HIS HIGHNESS IN A DITCH – Tova Mozard at 1646 in The Hague

Image by Jhoeko

Tova Mozard’s His Highness in a Ditch opened this Friday at 1646, an independent exhibition space run by a group of Hague artists. The gallery boasts itself to host international, experimental artists of all mediums, making it hard to describe exactly what the gallery stands for. However, this question might be irrelevant. Given a globalized, high-speed universe, one inevitably faces an identity crisis in trying to make meaning out of it. Perhaps that is why Mozard’s work fits so well with the gallery, as her art deals with the possibilities of constructing narratives and identities in an absurd, chaotic universe.

GIVEN REQUEST 1:
Reproduce the full review of Tova Mozard's exhibition word for word.

RECORDS PROVIDED:
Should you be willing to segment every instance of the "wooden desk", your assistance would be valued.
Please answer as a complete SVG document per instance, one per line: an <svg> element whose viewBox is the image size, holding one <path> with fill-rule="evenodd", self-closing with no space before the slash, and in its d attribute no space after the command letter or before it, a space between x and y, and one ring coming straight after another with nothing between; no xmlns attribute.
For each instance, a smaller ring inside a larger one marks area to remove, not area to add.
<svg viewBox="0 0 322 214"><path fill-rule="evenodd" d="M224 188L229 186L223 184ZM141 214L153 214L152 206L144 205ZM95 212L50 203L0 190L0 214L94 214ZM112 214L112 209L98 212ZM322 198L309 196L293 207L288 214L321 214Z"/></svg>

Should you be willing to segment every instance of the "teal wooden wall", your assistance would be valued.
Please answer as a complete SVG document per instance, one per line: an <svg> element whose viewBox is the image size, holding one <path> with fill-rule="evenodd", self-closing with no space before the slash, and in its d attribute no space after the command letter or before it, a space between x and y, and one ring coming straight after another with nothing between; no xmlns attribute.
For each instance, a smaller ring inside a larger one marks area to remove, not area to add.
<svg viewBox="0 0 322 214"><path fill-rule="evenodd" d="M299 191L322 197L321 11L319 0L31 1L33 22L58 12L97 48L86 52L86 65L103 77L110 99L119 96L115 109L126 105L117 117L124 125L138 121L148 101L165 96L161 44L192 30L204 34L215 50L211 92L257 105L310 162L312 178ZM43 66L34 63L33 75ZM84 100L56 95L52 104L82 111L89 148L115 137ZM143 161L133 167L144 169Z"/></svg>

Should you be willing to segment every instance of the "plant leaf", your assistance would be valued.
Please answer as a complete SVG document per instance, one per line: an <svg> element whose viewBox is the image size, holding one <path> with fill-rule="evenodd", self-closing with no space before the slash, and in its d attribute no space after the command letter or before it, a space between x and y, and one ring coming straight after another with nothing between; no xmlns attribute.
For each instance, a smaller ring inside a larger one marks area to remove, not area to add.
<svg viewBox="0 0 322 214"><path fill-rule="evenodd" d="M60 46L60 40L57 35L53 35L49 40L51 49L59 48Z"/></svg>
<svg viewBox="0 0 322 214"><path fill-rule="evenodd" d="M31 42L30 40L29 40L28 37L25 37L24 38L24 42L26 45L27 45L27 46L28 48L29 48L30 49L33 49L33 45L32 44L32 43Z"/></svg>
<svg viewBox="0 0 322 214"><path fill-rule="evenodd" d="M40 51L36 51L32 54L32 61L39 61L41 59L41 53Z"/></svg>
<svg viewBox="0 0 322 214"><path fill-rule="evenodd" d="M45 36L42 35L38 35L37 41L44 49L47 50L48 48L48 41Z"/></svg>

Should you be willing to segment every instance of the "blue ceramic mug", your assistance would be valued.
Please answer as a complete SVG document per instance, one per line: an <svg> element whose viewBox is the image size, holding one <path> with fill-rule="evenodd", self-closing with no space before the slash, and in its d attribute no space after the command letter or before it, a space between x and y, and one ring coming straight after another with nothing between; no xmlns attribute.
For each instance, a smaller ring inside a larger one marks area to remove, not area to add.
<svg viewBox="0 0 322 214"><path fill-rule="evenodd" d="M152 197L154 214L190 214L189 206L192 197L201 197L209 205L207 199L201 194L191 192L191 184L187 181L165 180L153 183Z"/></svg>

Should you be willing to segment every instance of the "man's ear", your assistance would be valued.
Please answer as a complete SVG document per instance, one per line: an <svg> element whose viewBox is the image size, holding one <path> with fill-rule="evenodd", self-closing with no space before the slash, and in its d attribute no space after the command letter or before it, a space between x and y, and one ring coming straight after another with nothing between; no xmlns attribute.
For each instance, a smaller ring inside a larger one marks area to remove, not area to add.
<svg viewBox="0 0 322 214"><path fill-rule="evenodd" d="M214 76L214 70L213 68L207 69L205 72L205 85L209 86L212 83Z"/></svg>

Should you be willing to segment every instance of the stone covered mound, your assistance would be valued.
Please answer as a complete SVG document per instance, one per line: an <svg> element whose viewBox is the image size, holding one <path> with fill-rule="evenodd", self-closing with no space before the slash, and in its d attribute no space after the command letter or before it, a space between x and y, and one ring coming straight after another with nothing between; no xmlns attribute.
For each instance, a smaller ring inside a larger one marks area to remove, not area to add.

GIVEN REQUEST 2:
Rewrite the entries, starting at their first line and ending at the line that contains "188L229 186L223 184ZM141", with "wooden desk" changed to "writing desk" and nothing else altered. Return only those lines.

COMPLETE RESPONSE 1:
HIS HIGHNESS IN A DITCH – Tova Mozard at 1646 in The Hague

Image by Jhoeko

Tova Mozard’s His Highness in a Ditch opened this Friday at 1646, an independent exhibition space run by a group of Hague artists. The gallery boasts itself to host international, experimental artists of all mediums, making it hard to describe exactly what the gallery stands for. However, this question might be irrelevant. Given a globalized, high-speed universe, one inevitably faces an identity crisis in trying to make meaning out of it. Perhaps that is why Mozard’s work fits so well with the gallery, as her art deals with the possibilities of constructing narratives and identities in an absurd, chaotic universe.

COMPLETE RESPONSE 2:
Should you be willing to segment every instance of the "writing desk", your assistance would be valued.
Please answer as a complete SVG document per instance, one per line: an <svg> element whose viewBox is the image size, holding one <path> with fill-rule="evenodd", self-closing with no space before the slash, and in its d attribute no space after the command letter or before it, a space between x and y, and one ring coming straight after another with nothing between; no xmlns attribute.
For each instance, a smaller ring inside a larger one marks area to remove, not area to add.
<svg viewBox="0 0 322 214"><path fill-rule="evenodd" d="M224 188L229 186L223 184ZM141 214L153 214L152 206L144 205ZM95 212L50 203L0 190L0 214L94 214ZM112 214L112 209L98 212ZM322 198L309 196L293 207L288 214L321 214Z"/></svg>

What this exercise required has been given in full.